Instruction: Copy every one of the records below word for word, and leave the pictures out of your copy.

--- START Stored rows ---

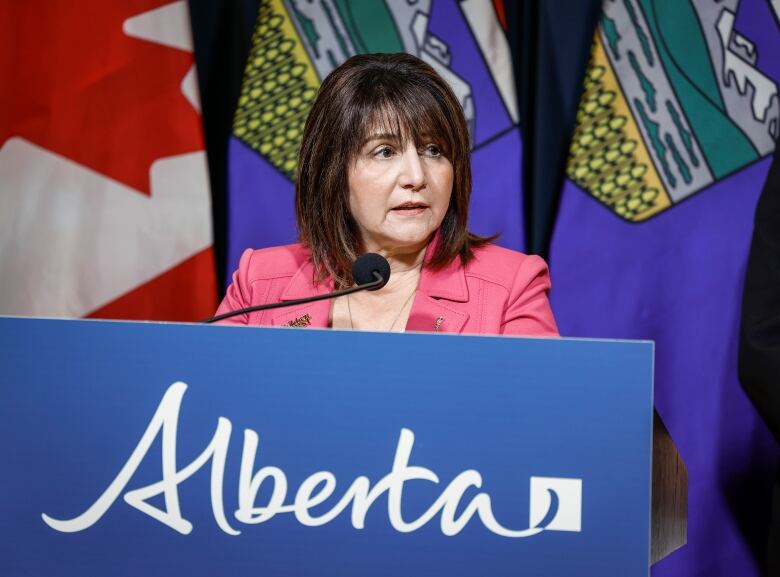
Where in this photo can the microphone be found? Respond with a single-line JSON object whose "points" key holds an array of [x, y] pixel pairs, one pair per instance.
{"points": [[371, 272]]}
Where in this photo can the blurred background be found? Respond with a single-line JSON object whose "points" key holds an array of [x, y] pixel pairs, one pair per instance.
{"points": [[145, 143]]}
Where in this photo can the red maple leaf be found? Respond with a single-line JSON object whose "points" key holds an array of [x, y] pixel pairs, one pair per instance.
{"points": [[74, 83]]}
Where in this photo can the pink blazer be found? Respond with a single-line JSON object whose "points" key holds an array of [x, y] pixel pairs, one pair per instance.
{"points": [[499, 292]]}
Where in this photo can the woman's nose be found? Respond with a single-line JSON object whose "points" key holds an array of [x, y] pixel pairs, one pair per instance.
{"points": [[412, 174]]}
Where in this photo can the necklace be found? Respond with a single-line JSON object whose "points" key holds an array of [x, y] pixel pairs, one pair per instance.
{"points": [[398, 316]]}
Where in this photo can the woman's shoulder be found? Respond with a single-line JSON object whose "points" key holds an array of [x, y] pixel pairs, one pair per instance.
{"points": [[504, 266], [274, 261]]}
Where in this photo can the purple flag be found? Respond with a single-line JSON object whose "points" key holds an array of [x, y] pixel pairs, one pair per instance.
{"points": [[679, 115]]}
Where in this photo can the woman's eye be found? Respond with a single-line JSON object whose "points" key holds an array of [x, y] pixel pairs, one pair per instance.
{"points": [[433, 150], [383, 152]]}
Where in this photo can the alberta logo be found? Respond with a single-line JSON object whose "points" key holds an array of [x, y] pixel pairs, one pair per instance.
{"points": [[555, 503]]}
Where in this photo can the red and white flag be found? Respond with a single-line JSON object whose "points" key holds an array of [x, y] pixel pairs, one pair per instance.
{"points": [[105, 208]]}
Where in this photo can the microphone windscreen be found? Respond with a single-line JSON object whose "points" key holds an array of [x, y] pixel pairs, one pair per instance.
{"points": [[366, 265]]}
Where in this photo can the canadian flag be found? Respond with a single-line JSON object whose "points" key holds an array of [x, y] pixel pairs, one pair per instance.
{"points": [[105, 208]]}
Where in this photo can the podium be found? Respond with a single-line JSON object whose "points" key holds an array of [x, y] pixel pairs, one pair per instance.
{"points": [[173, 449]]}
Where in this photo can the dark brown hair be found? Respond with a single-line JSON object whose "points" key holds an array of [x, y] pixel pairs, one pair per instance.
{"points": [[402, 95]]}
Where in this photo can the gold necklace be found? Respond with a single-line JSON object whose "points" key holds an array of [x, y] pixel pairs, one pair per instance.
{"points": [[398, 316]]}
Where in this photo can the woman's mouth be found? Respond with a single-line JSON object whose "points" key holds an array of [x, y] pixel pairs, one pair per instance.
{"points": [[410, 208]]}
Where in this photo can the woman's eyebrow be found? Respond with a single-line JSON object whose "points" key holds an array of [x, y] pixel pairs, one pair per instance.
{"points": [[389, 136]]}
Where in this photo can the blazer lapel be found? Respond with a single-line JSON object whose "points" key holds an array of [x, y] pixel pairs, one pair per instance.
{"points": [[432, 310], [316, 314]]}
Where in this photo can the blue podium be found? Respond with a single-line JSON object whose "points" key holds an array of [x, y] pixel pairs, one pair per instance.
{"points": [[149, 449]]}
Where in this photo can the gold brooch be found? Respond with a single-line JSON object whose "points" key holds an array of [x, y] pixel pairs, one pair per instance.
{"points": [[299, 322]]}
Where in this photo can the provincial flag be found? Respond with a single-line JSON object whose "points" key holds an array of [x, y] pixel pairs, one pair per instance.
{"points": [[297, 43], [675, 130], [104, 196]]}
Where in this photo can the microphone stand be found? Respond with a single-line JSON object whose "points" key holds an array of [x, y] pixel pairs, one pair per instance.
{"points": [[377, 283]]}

--- END Stored rows ---

Result of this task:
Where in this photo can the microphone be found? Respond with a single-line JSON object whose "points" key holds an array of [x, y] pixel pairs, one pair per instance.
{"points": [[371, 272]]}
Where in this photo can the blurred background be found? Respond with a single-line JSON object whose "points" key holds an array of [x, y] pixel pairs, one pair per instance.
{"points": [[145, 143]]}
Where in this photo can the red maple leaf be found? Respond with a single-line JSON object whose "points" key holds an array of [x, y] pixel pairs, one pair per instance.
{"points": [[74, 83]]}
Where in this photo can the pink blazer be found? Respond with a single-line JSON object whose "points" key holds an array of [x, y] pixel pairs, one pair per instance.
{"points": [[499, 292]]}
Where in this photo can the woman's nose be found? Respond with a single-line JSON object whose "points" key holds an array of [x, y] pixel pairs, one pair per instance.
{"points": [[412, 174]]}
Where in this photo can the necklace be found? Respond with a single-line JSON object whose "points" key holds an array of [x, y] pixel pairs, one pair per instance.
{"points": [[398, 316]]}
Where in this photo can the woman's shoulder be found? Respond with a single-line JSON object whose "points" key holds an array of [x, y] pixel pairs, one pair per instance.
{"points": [[504, 266], [274, 261]]}
Where in this photo can the purple flag be found? Respond with a single-line JSON object whose "points" key holds an array of [x, y] pixel pairs, one pair per instance.
{"points": [[679, 115]]}
Where in this photo can the woman's eye be found? Respond with a single-line JSON object whose "points" key holds an array of [x, y] pixel pairs, one pair per instance.
{"points": [[433, 150], [383, 152]]}
Where in this photo can the alberta logo be found? Respond with a single-line JSON object whose "points" key holds an array of [x, y] pixel pairs, one pair per instance.
{"points": [[555, 503]]}
Where in this photo can the red and white flag be found? Respond with a single-line JSON object whose "points" key holds an array of [x, y] pixel pairs, one pair per instance.
{"points": [[105, 208]]}
Where in this photo can the microphone windscreen be found? Respond with a single-line JSON object whose "points" key holds an array of [x, y] pixel pairs, one pair per instance.
{"points": [[366, 265]]}
Where in this photo can the canadian flag be found? Respond with a single-line JSON object whose "points" key holds an array of [x, y] pixel pairs, one pair per instance.
{"points": [[105, 208]]}
Where in this photo can the podium be found? Respond with a single-line JSON object whose "points" key holds an array of [x, y] pixel pairs, one pair per instance.
{"points": [[173, 449]]}
Where in this photo can the dark brown hair be found? Respond with a single-line JSON object whose "points" key holds an array of [x, y] pixel pairs, one pair per instance.
{"points": [[402, 95]]}
Where in this photo can the gold necklace be found? Respond with a single-line JSON object whose "points" key holds an array of [x, y] pixel pairs, one pair per instance.
{"points": [[398, 316]]}
Where in this photo can the woman's mouth be found? Respond with a single-line JSON object whose "points" key holds an array of [x, y] pixel pairs, one pair per instance.
{"points": [[410, 208]]}
Where in this photo can the woman's eyebrow be found? Respond with a single-line JSON object whose "points" key holds an array of [x, y] pixel pairs, one pair per instance.
{"points": [[389, 136]]}
Where in this photo can the blazer lapel be found? Respond with a single-line JSON object whose "points" key holds an array of [x, y] pixel pairs, one pair per instance.
{"points": [[432, 310], [316, 314]]}
Where in this photo can the blue podium be found? Respond with a single-line JSON object whose "points" key holds an array of [x, y] pixel pairs, one pair per instance.
{"points": [[149, 449]]}
Where in this photo can the gold brooch be found? Respond with a single-line JSON object whose "points" key holds an array of [x, y] pixel pairs, one pair per instance.
{"points": [[299, 322]]}
Where in this photo can the provincial flag be found? Respond with a single-line JSON object whose "points" key holds an array of [x, y] pixel pairs, one pair per instance.
{"points": [[297, 43], [675, 130], [104, 196]]}
Where in this photo can the microphone stand be found? Respond with a single-line JSON object whose "points" key holds an array of [x, y] pixel pairs, one pair per instance.
{"points": [[377, 283]]}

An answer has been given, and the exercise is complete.